Please update the records below, changing "glacier" to "ice sheet" wherever it appears and keeping everything else the same. Leave the pictures out of your answer.

--------------------------------

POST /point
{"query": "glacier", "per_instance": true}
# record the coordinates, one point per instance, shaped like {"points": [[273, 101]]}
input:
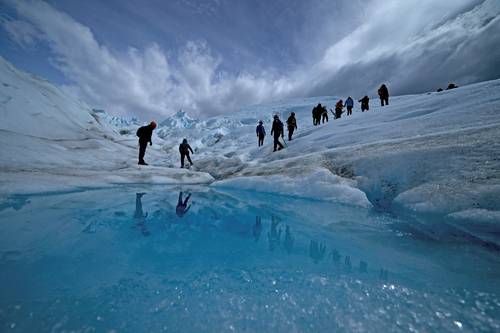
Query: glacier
{"points": [[383, 220]]}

--------------------------------

▶ _Result_
POST /point
{"query": "ice sheet", "per_instance": true}
# record the coordinates, one point per instance, shaped like {"points": [[273, 101]]}
input:
Query: ice sheet
{"points": [[383, 220]]}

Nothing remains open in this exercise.